# Excerpts of location labeling data:
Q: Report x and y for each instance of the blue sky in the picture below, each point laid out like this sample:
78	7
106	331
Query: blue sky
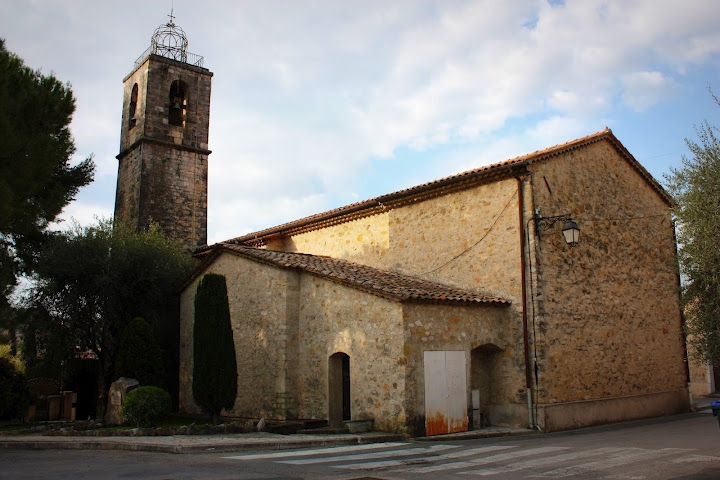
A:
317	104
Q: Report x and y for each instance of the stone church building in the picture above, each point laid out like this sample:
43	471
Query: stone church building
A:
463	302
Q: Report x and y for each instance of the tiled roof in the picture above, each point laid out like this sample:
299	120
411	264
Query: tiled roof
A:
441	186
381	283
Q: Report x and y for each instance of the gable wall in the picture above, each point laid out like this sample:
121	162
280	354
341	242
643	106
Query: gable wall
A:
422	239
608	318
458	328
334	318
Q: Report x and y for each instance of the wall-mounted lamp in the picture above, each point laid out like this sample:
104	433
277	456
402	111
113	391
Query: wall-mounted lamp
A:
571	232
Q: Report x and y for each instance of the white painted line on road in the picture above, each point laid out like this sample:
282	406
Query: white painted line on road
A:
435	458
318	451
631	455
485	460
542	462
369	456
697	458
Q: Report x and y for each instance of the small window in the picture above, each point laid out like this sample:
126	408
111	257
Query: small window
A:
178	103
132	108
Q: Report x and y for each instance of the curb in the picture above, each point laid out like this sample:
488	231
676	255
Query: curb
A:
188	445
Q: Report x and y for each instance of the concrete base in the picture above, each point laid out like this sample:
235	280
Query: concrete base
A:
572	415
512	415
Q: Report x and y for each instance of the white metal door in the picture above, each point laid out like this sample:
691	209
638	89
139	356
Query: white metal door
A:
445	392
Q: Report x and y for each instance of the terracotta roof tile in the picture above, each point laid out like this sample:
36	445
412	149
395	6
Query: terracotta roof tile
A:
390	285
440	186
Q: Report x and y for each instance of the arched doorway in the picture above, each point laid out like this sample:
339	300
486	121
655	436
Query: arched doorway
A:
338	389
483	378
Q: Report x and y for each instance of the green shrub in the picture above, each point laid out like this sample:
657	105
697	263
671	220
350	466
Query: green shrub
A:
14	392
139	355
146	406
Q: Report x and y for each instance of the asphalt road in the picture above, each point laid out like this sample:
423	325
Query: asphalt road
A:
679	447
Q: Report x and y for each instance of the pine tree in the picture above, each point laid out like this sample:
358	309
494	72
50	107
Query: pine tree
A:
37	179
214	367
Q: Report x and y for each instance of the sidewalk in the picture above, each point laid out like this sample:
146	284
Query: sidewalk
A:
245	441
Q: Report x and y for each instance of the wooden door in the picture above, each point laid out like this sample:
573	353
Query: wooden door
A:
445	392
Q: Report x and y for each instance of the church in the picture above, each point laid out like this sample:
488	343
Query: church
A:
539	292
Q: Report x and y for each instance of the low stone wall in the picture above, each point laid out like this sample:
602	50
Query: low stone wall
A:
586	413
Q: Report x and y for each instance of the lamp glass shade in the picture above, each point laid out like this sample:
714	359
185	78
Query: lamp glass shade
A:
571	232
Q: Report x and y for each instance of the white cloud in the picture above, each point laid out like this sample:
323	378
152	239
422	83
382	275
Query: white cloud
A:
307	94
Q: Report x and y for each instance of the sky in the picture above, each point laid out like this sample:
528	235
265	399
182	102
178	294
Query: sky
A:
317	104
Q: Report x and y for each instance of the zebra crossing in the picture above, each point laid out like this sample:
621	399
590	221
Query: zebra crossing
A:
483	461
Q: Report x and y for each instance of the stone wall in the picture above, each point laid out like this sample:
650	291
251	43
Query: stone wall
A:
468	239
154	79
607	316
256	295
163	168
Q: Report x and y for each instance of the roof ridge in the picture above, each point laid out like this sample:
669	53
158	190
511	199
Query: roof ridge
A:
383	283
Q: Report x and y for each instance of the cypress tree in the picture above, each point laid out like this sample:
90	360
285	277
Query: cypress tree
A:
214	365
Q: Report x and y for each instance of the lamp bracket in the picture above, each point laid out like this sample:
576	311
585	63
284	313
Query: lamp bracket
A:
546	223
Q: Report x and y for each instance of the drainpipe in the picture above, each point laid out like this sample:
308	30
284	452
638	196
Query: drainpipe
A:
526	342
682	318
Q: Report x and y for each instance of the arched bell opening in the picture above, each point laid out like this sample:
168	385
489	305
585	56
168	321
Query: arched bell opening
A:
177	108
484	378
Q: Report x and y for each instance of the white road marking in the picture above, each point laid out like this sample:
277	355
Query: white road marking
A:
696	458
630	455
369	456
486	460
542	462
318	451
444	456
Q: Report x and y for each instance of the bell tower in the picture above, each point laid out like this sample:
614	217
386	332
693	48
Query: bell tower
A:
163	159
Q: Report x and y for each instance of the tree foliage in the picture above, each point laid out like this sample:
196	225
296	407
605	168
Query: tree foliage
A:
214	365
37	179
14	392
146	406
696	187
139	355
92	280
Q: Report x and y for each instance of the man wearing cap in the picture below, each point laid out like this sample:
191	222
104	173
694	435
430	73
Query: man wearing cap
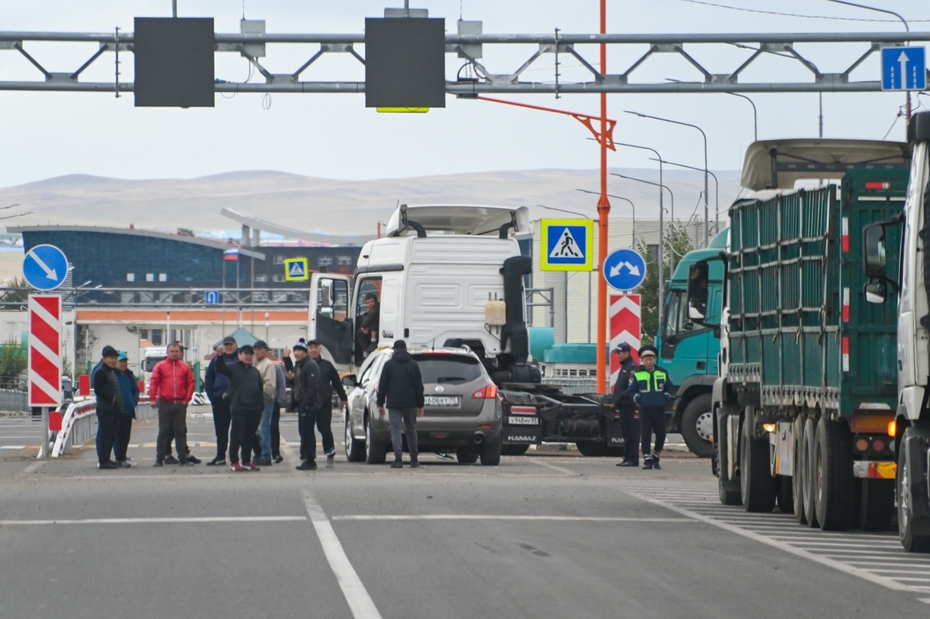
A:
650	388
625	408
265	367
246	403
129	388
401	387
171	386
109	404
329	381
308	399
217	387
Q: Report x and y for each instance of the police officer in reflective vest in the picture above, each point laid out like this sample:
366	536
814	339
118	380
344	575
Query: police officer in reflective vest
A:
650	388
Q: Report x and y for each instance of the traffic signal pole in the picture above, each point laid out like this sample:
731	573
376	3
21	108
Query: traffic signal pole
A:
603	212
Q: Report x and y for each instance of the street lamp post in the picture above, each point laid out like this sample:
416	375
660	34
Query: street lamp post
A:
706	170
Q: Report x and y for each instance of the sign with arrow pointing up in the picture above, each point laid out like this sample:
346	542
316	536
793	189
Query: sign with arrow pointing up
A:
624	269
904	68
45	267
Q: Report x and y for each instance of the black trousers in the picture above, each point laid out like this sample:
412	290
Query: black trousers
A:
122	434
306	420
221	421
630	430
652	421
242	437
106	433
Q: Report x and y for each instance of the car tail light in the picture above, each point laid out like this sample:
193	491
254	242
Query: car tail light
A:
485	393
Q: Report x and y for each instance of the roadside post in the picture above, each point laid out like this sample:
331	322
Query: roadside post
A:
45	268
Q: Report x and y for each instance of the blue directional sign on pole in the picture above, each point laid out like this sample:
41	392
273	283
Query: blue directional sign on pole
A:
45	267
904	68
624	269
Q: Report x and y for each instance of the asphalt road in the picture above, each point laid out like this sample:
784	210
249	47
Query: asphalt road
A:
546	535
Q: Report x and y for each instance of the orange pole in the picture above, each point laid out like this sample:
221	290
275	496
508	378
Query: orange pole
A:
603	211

# Challenge:
Quote the material word for word, dropping any images it holds.

# Task response:
Q: Report x and y for each instance of the blue sky in the picture below, each point laid out like this sample:
78	7
106	331
Query: blue sky
A:
317	104
Q: Report x and y for each instance of the stone church building in the picture above, each point laid out like this sample:
43	471
Query: stone church building
A:
463	302
Q: Report x and y for each instance of the tiled roof in the picture above, each point laid out like this sample:
299	120
411	264
Query: tiled roof
A:
441	186
381	283
Q: Report x and y for each instance of the gable wall in the picture above, each point laid out like this sample:
121	162
280	354
341	242
643	106
Query: gable wall
A:
422	239
608	318
458	328
334	318
Q: Report x and y for each instance of the wall-mounted lamp in the picture above, each point laid out like this sample:
104	433
277	456
402	111
113	391
Query: wall-mounted lamp
A:
571	232
Q: Report x and y for each instance of the white painted line on road in the picture above, each point laid out like this sample:
282	406
Query: white painted line on road
A:
435	458
318	451
631	455
485	460
542	462
369	456
697	458
Q: Report x and y for each instance of the small window in the picture above, each point laid out like this sample:
126	408
111	257
Query: small window
A:
178	103
132	108
Q: Report x and y for each instance of the curb in the picture above, each point laid out like this sample:
488	231
676	255
Query: curb
A:
188	445
Q: Report x and y for each instance of the concrete base in the picture above, each point laid out like this sample:
235	280
Query: concrete base
A:
572	415
512	415
Q: Report x and y for each instance of the white metal door in the picture above, each point laid out like this sample:
691	209
638	89
139	356
Query: white metal door
A:
445	392
Q: Report x and y for each instance of the terracotta roof tile in the picture above, each point laid out like this sample:
36	445
412	149
395	6
Query: terracotta roof tile
A:
390	285
440	186
Q: Report x and y for each instance of the arched doorway in the picture above, each point laid out like this sample:
339	300
486	121
655	436
Query: arched doorway
A:
338	389
483	378
Q: Report x and y for each instance of the green shrub in the picture above, each point laid out like this sample:
657	105
697	263
671	220
350	466
Query: green shrub
A:
14	392
139	355
146	406
Q: Report x and y for each instance of the asphalt road in the picture above, each point laid out like this sample:
423	325
Query: asphalt road
A:
679	447
Q: Report x and y for each instance of the pine tree in the picture above, each point laid out like this sample:
358	309
494	72
50	107
Query: pine tree
A:
37	179
214	367
Q: Report x and y for each instance of the sidewalk in the picture above, each point laid out like this sample:
146	284
Query: sidewalk
A:
245	441
Q: Report x and y for each instance of the wooden door in the picture above, each point laid out like this sample:
573	353
Query: wooden door
A:
445	392
Q: Report x and y for each instance of the church in the picture above, each point laid out like this sample:
488	343
Query: church
A:
539	292
Q: Report x and y for each instance of the low stone wall in the picture above, each point laid out like this sample:
602	50
Query: low stone wall
A:
586	413
Q: Report x and y for each instance of the lamp glass shade in the picture above, each point laid out like this sample:
714	359
185	78
Query: lamp glass shade
A:
571	232
Q: Report x and y for each instance of the white cloud in the picture above, each point laid out like this sample:
323	378
152	239
422	83
382	275
Query: white cloud
A:
307	94
Q: Report x and y for each instance of the sky in the picture above, each point laid out like this sample:
528	235
265	399
182	102
178	294
Query: sky
A:
317	104
Q: Report x and y for each instance of the zebra crossing in the picture above, each point laid out like this sample:
621	399
590	221
Query: zebra crossing
A:
483	461
Q: Report x and y for each instance of the stone wall in the picture above, each point laid out like this sample:
650	291
251	43
Query: stone wall
A:
468	239
154	79
607	316
256	295
163	168
Q: Report x and y for each instance of the roof ridge in the picture above, each point laid out like this sample:
669	53
158	190
511	199
Query: roof ridge
A:
383	283
Q: Report x and y for each instance of the cypress tree in the picture above, each point laid out like this sample:
90	360
285	277
Query: cypress tree
A:
214	365
Q: Report x and y for each instance of the lamp bracket in the picture above, each point laid out like this sample:
576	311
585	63
284	313
Query: lamp bracket
A:
546	223
Q: Report x and y for each instance of the drainpipe in the picture above, each point laid out like this sample:
308	30
284	452
638	196
Query: drainpipe
A:
526	342
682	318
Q: Report x and y for each instance of the arched bell opening in the picture above, each point laid out like this sample:
168	385
489	305
585	56
168	321
Query: arched bell opening
A:
177	108
484	378
Q: Report x and y for each instance of the white road marking in the picture above, each point laid out like this sample:
277	355
Query: white road marking
A:
696	458
630	455
369	456
486	460
542	462
318	451
444	456
Q: Report x and y for each instance of the bell tower in the picture above, each point laid out like this sample:
614	217
386	332
693	48
Query: bell tower
A:
163	159
Q: Report x and y for each instance of the tree foliage in the picture above, each point laid out like this sample:
196	225
296	407
605	168
Query: tree foliage
A:
214	365
37	179
14	392
146	406
696	187
139	355
92	280
Q: Report x and y for each instance of the man wearing cap in the picture below, each point laid out like this sample:
191	222
104	173
694	435
430	73
Query: man wearing cap
A:
650	388
625	408
265	367
246	403
129	388
401	387
171	386
109	404
329	381
308	399
217	387
Q: Report x and y for each instance of the police officer in reflective vest in the picture above, each point laid out like this sample:
366	536
814	339
118	380
344	575
Query: police officer in reflective vest
A:
650	388
Q: Report x and y for each instance of the traffic signal pole in the picture above, each point laid out like this sample:
731	573
376	3
21	108
Query: traffic signal pole
A:
603	212
Q: Report x and y for each instance of the street lamp post in the picture above, each point laid out like this sample:
416	375
660	34
Query: street lamp post
A:
706	170
Q: Report x and y for each instance of the sign with arrow pointing up in the picture above, each point laid out like this sample:
346	542
316	536
793	189
Query: sign with arrow pointing up
A:
624	269
904	68
45	267
Q: Report x and y for each instance of the black trousers in the picture above, each point laid out like this sample:
412	290
Query: black trousers
A:
122	434
306	420
221	421
630	430
652	421
242	437
106	433
Q: Report x and y for each instance of the car tail light in the picture above, each point laid out like this sample:
193	491
254	242
Query: car tail light
A:
485	393
Q: Report x and y for each instance of the roadside post in the picture above, each point laid out like this sample:
331	322
Query: roadside post
A:
45	268
Q: Report x and y for each instance of the blue directional sign on pole in the picture above, each point laid out like this sample:
41	392
273	283
Query: blue directional sign on pole
A:
45	267
904	68
624	269
Q: Report x and y for each instance of the asphalt road in the picture above, each point laid out like this sample:
784	210
249	47
Query: asphalt road
A:
546	535
Q: Report x and y for each instance of the orange pole in the picture above, each point laid out like this sample:
221	290
275	496
508	378
Query: orange pole
A:
603	211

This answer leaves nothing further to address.